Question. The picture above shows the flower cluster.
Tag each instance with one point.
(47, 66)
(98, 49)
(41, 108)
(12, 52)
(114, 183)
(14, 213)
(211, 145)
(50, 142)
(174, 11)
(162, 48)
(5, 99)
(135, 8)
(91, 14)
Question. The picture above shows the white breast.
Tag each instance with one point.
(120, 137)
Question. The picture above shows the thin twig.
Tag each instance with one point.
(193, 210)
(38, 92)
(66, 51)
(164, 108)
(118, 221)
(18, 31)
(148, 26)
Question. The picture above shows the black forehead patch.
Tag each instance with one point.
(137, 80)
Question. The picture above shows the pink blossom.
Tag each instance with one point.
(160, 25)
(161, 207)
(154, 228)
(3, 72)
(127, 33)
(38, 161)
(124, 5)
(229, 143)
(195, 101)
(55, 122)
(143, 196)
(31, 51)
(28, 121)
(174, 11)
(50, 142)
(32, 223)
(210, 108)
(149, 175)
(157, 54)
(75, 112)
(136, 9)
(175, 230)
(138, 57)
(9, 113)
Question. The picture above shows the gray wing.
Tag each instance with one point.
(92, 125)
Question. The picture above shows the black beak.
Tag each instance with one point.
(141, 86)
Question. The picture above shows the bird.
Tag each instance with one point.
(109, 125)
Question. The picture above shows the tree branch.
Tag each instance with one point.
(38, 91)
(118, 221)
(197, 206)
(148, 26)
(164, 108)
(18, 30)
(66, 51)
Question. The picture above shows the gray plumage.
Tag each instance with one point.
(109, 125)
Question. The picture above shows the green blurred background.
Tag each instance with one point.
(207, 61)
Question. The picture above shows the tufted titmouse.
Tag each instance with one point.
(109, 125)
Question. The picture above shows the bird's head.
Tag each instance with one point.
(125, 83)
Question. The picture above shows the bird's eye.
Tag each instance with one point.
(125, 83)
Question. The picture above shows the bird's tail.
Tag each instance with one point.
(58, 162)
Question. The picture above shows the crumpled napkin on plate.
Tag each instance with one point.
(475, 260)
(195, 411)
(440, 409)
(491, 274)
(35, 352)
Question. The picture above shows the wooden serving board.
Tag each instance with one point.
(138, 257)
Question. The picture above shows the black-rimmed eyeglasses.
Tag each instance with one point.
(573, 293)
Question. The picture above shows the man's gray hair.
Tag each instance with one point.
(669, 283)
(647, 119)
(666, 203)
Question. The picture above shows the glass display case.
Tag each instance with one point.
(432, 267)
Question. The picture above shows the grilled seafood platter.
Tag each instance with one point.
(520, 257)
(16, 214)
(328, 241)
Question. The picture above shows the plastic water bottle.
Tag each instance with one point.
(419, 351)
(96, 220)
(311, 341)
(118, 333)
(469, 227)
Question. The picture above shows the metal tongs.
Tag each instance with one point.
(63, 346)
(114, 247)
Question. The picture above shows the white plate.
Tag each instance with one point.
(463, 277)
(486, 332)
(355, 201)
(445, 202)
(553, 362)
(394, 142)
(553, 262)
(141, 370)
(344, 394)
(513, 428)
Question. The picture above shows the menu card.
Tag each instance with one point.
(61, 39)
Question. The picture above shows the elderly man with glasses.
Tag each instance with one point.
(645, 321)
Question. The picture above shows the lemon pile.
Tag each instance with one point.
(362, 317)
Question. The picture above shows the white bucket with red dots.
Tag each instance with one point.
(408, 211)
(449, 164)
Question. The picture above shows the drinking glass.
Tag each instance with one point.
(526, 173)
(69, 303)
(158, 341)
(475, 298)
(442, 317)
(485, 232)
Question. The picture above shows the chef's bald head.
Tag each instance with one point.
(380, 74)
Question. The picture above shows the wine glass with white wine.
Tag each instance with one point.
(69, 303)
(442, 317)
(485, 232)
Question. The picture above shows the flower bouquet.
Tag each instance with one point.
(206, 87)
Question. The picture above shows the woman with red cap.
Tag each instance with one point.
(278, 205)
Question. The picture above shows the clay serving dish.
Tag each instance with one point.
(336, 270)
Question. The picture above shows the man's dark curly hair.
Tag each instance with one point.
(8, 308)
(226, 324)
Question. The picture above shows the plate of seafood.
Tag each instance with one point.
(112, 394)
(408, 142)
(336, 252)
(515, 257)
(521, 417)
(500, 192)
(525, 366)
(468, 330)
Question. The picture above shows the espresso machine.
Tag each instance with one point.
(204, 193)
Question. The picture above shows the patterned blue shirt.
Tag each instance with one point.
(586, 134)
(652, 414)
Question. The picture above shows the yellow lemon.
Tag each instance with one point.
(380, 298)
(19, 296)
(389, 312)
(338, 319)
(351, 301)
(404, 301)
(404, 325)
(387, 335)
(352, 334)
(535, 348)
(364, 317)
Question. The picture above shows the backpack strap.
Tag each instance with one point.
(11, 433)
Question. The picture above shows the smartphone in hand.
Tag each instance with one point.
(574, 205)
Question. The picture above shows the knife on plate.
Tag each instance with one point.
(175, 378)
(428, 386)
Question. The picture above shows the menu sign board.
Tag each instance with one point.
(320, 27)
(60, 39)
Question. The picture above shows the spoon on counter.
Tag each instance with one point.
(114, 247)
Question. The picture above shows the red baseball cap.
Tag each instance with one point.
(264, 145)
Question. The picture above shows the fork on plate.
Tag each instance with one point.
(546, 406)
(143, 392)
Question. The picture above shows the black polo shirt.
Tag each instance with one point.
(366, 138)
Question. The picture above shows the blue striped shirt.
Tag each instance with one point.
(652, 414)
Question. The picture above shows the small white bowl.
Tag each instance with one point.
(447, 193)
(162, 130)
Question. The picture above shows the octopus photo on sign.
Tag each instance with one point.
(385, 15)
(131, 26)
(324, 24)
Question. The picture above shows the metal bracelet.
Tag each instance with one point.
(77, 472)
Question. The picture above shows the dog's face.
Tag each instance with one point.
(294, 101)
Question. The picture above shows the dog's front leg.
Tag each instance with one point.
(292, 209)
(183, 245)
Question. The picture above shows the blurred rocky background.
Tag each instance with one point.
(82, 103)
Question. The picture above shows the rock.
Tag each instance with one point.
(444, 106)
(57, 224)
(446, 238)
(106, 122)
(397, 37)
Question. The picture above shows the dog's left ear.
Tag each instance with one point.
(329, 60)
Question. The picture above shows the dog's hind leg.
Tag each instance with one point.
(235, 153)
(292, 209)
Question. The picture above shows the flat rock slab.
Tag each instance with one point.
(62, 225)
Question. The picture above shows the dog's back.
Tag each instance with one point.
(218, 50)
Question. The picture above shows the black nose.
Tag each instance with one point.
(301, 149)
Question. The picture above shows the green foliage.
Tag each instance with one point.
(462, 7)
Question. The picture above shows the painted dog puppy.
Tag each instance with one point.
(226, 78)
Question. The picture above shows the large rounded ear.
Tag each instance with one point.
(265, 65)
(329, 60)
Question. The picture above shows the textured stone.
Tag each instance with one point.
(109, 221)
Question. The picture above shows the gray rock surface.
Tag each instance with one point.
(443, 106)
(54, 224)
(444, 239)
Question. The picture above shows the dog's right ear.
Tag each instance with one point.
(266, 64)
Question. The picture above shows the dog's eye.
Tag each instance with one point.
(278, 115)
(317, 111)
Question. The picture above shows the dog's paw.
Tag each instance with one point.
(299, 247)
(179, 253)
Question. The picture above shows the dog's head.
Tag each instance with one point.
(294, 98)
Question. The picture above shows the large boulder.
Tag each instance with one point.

== EXERCISE AIM ==
Reproduce the listing above verbatim, from first line to last.

== COMPLETE RESPONSE ==
Question. The picture above shows the flower cluster.
Tag each instance with one point.
(47, 66)
(98, 49)
(41, 108)
(12, 52)
(114, 183)
(14, 213)
(211, 145)
(50, 142)
(174, 11)
(162, 48)
(5, 99)
(135, 8)
(91, 14)
Question. The picture above shows the white breast.
Tag each instance with one point.
(120, 137)
Question. The picture above shows the thin twig.
Tag each instance with one point.
(193, 210)
(38, 92)
(66, 51)
(164, 108)
(118, 221)
(18, 31)
(148, 26)
Question. The picture above shows the black forehead patch.
Tag each instance with one point.
(137, 80)
Question. The picture above shows the pink blossom.
Tag each instance with one point.
(160, 25)
(161, 207)
(154, 228)
(3, 72)
(127, 33)
(38, 161)
(124, 5)
(229, 143)
(195, 101)
(55, 122)
(143, 196)
(31, 51)
(28, 121)
(174, 11)
(50, 142)
(32, 223)
(210, 108)
(149, 175)
(157, 54)
(75, 112)
(136, 9)
(175, 230)
(138, 57)
(9, 113)
Question. The picture above shows the gray wing.
Tag each instance with one point.
(92, 125)
Question. The picture above shows the black beak.
Tag each instance with one point.
(141, 86)
Question. The picture above shows the bird.
Tag each instance with one point.
(109, 125)
Question. The picture above shows the tree branch.
Tag each instance with one point.
(38, 91)
(118, 221)
(197, 206)
(148, 26)
(164, 108)
(18, 30)
(66, 51)
Question. The picture above shows the gray plumage.
Tag each instance with one point.
(109, 125)
Question. The picture above shows the green blurred background.
Tag each instance with one point.
(207, 61)
Question. The picture above shows the tufted titmouse.
Tag each instance with one point.
(109, 125)
Question. The picture above shows the bird's head.
Tag each instance with one point.
(125, 83)
Question. The picture above shows the bird's eye.
Tag each instance with one point.
(125, 83)
Question. The picture above shows the bird's tail.
Tag each instance with one point.
(58, 162)
Question. The picture above shows the crumpled napkin on plate.
Tag each instance with one point.
(475, 260)
(195, 411)
(440, 409)
(491, 274)
(35, 352)
Question. The picture above shows the wooden serving board.
Tag each instance with one point.
(138, 257)
Question. The picture above shows the black-rimmed eyeglasses.
Tag each instance with one point.
(573, 293)
Question. The picture above shows the man's gray hair.
Tag each instance with one point.
(669, 283)
(647, 119)
(666, 203)
Question. The picture above shows the glass display case.
Tag each instance with one point.
(432, 267)
Question. The picture above shows the grilled seafood platter.
Tag each instance with one point.
(520, 257)
(16, 214)
(328, 241)
Question. The picture above shows the plastic water bottle.
Tag each instance with one point.
(419, 351)
(96, 220)
(311, 341)
(118, 333)
(469, 227)
Question. The picture above shows the metal tongs.
Tag each instance with one point.
(63, 346)
(114, 247)
Question. The picture above shows the white plate.
Tag each instance with one point.
(463, 277)
(486, 332)
(355, 201)
(445, 202)
(553, 362)
(394, 142)
(553, 262)
(141, 370)
(344, 394)
(513, 428)
Question. The picture above shows the menu card.
Tag each instance with one point.
(61, 39)
Question. The picture above shows the elderly man with glasses.
Tag each instance with one point.
(645, 321)
Question. The picture above shows the lemon pile.
Tag each instance with one point.
(362, 317)
Question. The picture above shows the white bucket with red dots.
Tag each instance with one point.
(408, 211)
(449, 164)
Question. The picture above shows the drinking glass.
Tag each instance with one point.
(526, 173)
(69, 303)
(158, 341)
(475, 298)
(442, 317)
(485, 232)
Question. The picture above shows the chef's bald head.
Tag each instance with one point.
(380, 74)
Question. The picture above shows the wine glass with white wine.
Tag each instance with one point.
(69, 303)
(442, 317)
(485, 232)
Question. The picture above shows the flower bouquet.
Tag each instance with one point.
(206, 87)
Question. The picture above shows the woman with red cap.
Tag each instance with one point.
(278, 205)
Question. The picture above shows the clay serving dish.
Tag each instance with one point.
(336, 270)
Question. The picture above shows the man's dark curly hair.
Tag each instance with one point.
(8, 308)
(226, 324)
Question. The picture above shows the plate of seafood.
Tag each instance with one point.
(112, 394)
(408, 142)
(336, 252)
(515, 257)
(521, 417)
(500, 192)
(525, 366)
(468, 330)
Question. The picture above shows the espresso machine.
Tag each instance with one point.
(204, 193)
Question. The picture above shows the patterned blue shirt.
Tag each instance with one point.
(586, 134)
(652, 414)
Question. The picture above shows the yellow lemon.
Tag each instance with one point.
(380, 298)
(19, 296)
(389, 312)
(338, 319)
(351, 301)
(404, 301)
(404, 325)
(387, 335)
(352, 334)
(535, 348)
(364, 317)
Question. The picture above shows the backpack strap.
Tag each instance with one point.
(11, 433)
Question. The picture above shows the smartphone in hand.
Tag each instance with one point.
(574, 205)
Question. The picture above shows the knife on plate.
Tag each instance with one point.
(175, 378)
(428, 386)
Question. The picture above shows the menu sign board.
Tag each instance with one point.
(320, 27)
(60, 39)
Question. The picture above shows the spoon on counter.
Tag each instance with one point.
(114, 247)
Question. The picture above shows the red baseball cap.
Tag each instance with one point.
(264, 145)
Question. The picture above shows the fork on plate.
Tag each instance with one point.
(546, 406)
(143, 392)
Question. The picture above shows the black polo shirt.
Tag each instance with one point.
(366, 138)
Question. The picture above shows the blue striped shirt.
Tag each instance with one point.
(652, 414)
Question. The picture above shows the small white bowl.
Tag each instance with one point.
(447, 193)
(162, 130)
Question. The picture above shows the octopus photo on sign.
Tag each instance with one point.
(385, 15)
(131, 26)
(324, 24)
Question. The picture above shows the metal bracelet.
Tag each instance with one point.
(77, 472)
Question. The picture above shows the dog's face.
Tag each instance with one point.
(294, 101)
Question. The picture above shows the dog's front leg.
Tag each instance with one point.
(292, 209)
(183, 245)
Question. The picture above shows the blurred rocky background.
Tag each instance with one point.
(82, 103)
Question. The picture above shows the rock.
Tag each instance with one point.
(444, 106)
(57, 224)
(446, 238)
(106, 122)
(397, 37)
Question. The picture above shows the dog's left ear.
Tag each instance with one point.
(329, 60)
Question. The picture above shows the dog's hind leg.
Tag each instance with one point.
(235, 153)
(292, 209)
Question. The picture above shows the flat rock slab.
Tag each instance with one point.
(62, 225)
Question. The picture above shows the dog's back.
Tag each instance with one point.
(218, 50)
Question. The picture above shows the black nose.
Tag each instance with one point.
(301, 149)
Question. The picture above shows the green foliage.
Tag each instance with one point.
(462, 7)
Question. The picture above shows the painted dog puppy.
Tag each instance with one point.
(226, 78)
Question. The picture above shows the large rounded ear.
Tag each instance with one point.
(265, 65)
(329, 60)
Question. The picture above shows the textured stone.
Tag each instance with one point.
(109, 221)
Question. The picture above shows the gray rock surface.
Tag each instance with one point.
(443, 106)
(54, 224)
(444, 239)
Question. The picture above shows the dog's right ear.
Tag each instance with one point.
(266, 64)
Question. The picture above shows the dog's eye.
Tag each instance with one point.
(278, 115)
(317, 111)
Question. The picture above shows the dog's paw.
Tag each instance with one point.
(299, 247)
(179, 253)
Question. The picture above shows the dog's head.
Tag each instance with one point.
(294, 98)
Question. The picture above shows the large boulder.
Tag each instance with one point.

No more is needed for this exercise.